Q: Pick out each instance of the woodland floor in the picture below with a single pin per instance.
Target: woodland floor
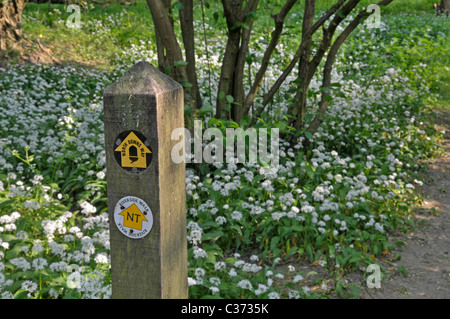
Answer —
(423, 271)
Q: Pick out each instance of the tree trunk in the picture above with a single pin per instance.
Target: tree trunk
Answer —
(300, 98)
(10, 20)
(187, 27)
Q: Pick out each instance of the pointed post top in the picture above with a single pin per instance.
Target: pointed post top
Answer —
(143, 78)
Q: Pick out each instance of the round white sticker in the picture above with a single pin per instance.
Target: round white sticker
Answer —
(133, 217)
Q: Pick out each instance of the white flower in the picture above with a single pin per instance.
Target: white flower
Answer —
(101, 175)
(245, 284)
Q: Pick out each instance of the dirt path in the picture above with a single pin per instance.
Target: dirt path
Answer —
(424, 268)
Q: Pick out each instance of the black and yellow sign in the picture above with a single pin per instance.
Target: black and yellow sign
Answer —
(132, 151)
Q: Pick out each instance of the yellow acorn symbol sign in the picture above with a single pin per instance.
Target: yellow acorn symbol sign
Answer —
(134, 153)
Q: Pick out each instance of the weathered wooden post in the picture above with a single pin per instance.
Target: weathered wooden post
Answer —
(146, 189)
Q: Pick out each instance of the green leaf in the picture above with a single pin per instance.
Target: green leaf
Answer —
(212, 235)
(308, 135)
(274, 242)
(180, 63)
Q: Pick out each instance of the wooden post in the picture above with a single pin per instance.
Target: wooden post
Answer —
(146, 189)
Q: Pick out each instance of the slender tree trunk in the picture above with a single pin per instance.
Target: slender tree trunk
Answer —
(299, 104)
(231, 8)
(187, 27)
(231, 80)
(326, 82)
(10, 22)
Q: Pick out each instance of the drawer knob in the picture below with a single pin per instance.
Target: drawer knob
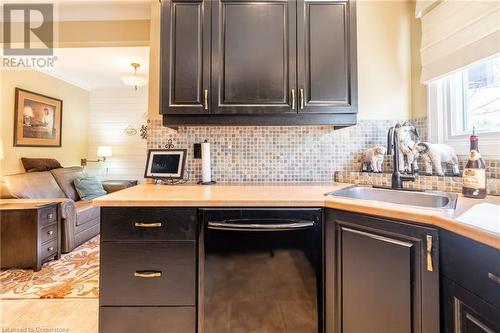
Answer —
(147, 274)
(148, 225)
(494, 278)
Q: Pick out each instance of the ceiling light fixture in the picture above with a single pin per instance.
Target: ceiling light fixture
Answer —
(135, 80)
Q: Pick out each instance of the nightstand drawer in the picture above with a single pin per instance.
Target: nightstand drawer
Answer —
(48, 249)
(147, 319)
(148, 273)
(146, 224)
(48, 233)
(47, 216)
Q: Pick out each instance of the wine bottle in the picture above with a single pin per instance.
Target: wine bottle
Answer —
(474, 176)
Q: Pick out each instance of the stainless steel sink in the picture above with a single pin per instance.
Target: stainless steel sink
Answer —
(430, 199)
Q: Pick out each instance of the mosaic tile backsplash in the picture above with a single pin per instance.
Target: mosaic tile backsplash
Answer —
(284, 153)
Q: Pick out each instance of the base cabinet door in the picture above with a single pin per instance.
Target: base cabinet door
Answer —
(147, 319)
(253, 56)
(185, 57)
(464, 312)
(381, 276)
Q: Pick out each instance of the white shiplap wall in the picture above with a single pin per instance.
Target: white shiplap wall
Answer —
(111, 112)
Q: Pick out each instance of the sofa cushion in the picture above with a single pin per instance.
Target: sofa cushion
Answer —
(65, 177)
(85, 212)
(89, 188)
(33, 185)
(39, 164)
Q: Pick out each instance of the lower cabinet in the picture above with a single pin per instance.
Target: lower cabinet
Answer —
(147, 319)
(470, 285)
(381, 276)
(148, 270)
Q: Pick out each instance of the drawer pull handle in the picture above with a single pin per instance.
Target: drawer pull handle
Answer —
(430, 265)
(147, 274)
(301, 99)
(494, 278)
(147, 225)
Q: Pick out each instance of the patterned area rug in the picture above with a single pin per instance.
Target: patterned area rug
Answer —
(75, 275)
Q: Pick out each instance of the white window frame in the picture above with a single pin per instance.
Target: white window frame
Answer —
(440, 104)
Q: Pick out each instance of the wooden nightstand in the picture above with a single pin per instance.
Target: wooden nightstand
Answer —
(30, 234)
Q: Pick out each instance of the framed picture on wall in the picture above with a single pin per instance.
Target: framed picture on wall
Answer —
(37, 120)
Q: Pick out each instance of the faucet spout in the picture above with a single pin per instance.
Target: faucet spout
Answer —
(393, 149)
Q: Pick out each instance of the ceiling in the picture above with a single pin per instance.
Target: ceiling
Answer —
(99, 67)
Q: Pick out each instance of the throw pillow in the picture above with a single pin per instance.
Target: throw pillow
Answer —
(39, 164)
(89, 188)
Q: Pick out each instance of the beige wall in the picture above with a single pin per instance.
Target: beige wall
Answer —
(75, 119)
(384, 59)
(418, 90)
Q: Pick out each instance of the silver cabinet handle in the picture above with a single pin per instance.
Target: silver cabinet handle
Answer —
(494, 278)
(147, 274)
(148, 225)
(430, 265)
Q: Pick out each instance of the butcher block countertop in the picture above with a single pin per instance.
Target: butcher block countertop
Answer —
(475, 224)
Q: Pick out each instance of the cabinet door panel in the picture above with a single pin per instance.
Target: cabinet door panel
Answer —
(375, 274)
(253, 56)
(185, 56)
(326, 56)
(380, 275)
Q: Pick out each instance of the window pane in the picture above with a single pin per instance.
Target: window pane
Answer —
(481, 96)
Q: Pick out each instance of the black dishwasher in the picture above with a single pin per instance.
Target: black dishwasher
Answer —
(262, 270)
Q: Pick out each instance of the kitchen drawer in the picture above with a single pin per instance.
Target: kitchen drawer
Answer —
(145, 224)
(48, 233)
(47, 215)
(147, 319)
(48, 249)
(472, 265)
(127, 273)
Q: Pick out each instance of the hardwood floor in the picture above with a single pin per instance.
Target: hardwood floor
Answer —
(60, 315)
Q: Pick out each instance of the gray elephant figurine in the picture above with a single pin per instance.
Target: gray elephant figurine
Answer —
(434, 154)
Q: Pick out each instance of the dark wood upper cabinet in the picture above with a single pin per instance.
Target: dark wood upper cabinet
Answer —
(380, 275)
(253, 56)
(326, 56)
(258, 62)
(185, 56)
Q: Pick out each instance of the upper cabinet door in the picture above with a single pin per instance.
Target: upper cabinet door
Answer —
(185, 57)
(253, 56)
(326, 56)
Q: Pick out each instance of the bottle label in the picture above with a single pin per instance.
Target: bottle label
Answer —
(474, 155)
(474, 178)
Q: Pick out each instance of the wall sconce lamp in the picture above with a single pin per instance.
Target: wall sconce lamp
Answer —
(102, 153)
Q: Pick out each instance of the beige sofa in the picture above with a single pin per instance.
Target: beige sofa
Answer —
(80, 220)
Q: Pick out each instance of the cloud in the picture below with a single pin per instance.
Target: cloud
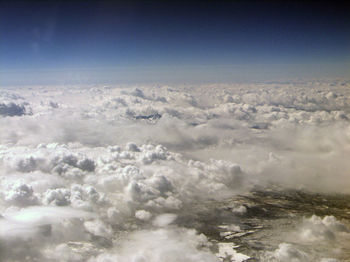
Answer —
(93, 171)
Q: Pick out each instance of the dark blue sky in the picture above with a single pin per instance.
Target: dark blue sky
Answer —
(170, 41)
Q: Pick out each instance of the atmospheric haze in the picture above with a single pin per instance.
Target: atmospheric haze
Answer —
(135, 173)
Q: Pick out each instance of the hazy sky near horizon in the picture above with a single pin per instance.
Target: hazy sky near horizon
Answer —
(148, 41)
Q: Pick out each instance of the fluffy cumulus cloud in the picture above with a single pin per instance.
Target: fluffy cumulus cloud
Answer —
(122, 173)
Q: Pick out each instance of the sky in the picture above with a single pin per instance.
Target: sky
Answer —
(62, 42)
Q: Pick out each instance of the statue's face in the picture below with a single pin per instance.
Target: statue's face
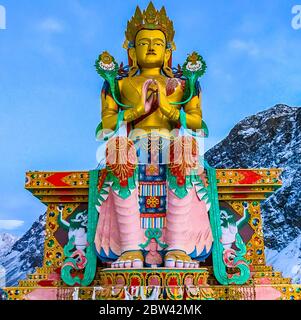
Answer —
(150, 48)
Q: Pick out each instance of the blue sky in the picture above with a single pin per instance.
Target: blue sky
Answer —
(49, 90)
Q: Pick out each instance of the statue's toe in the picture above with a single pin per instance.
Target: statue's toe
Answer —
(170, 263)
(137, 263)
(179, 264)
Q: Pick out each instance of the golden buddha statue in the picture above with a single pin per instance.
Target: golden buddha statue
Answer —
(153, 95)
(151, 87)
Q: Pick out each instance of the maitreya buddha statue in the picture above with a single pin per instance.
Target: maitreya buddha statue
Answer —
(153, 208)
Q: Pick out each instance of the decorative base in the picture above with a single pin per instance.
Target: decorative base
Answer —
(163, 277)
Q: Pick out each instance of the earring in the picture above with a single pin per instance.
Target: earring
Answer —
(134, 68)
(167, 70)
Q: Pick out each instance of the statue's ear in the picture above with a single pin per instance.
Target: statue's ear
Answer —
(167, 56)
(167, 64)
(132, 56)
(132, 62)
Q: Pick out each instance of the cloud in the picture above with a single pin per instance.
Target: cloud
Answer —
(51, 25)
(10, 224)
(244, 46)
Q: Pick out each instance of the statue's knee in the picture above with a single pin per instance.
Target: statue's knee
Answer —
(120, 151)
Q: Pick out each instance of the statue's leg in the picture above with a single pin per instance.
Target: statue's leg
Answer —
(130, 232)
(121, 160)
(183, 158)
(177, 231)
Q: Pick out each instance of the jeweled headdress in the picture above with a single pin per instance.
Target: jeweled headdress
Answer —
(149, 19)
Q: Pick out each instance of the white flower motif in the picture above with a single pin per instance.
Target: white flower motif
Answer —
(107, 67)
(194, 66)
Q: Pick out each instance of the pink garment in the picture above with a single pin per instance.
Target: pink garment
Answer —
(119, 230)
(188, 227)
(42, 294)
(265, 292)
(118, 226)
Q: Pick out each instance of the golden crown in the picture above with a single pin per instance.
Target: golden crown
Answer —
(149, 19)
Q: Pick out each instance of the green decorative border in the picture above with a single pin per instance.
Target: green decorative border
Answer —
(219, 268)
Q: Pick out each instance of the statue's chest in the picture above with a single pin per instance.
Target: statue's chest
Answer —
(131, 89)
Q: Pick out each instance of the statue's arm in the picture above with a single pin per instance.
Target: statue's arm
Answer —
(110, 109)
(193, 110)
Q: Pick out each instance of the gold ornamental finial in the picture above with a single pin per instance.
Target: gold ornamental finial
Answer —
(149, 19)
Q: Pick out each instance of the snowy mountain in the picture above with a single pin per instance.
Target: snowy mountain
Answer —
(25, 254)
(6, 242)
(271, 138)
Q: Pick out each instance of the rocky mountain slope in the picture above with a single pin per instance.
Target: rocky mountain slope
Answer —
(25, 255)
(268, 139)
(6, 242)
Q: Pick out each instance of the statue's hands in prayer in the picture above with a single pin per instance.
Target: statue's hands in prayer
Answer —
(170, 111)
(148, 94)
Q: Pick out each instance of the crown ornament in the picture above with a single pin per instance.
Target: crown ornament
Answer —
(151, 19)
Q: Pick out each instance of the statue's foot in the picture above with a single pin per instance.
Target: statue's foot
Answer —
(179, 259)
(129, 259)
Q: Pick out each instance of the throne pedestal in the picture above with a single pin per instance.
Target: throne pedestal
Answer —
(71, 190)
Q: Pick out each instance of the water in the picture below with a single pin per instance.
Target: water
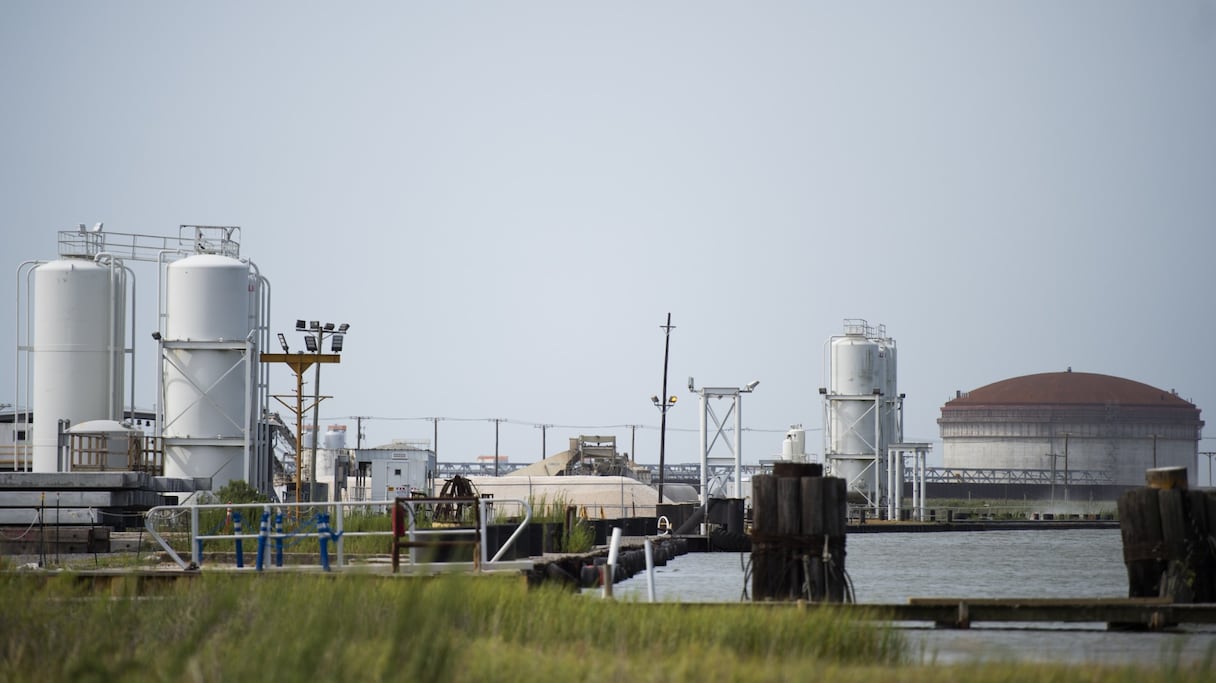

:::::

▸ **Required work**: Which lines in the rows above contain the string "backsplash"? Copy each such line unchanged.

▸ **Response to the task**:
Q: Pick out each instance of the mosaic tile backsplash in the picture above with a single pin per instance.
Target: mosaic tile backsplash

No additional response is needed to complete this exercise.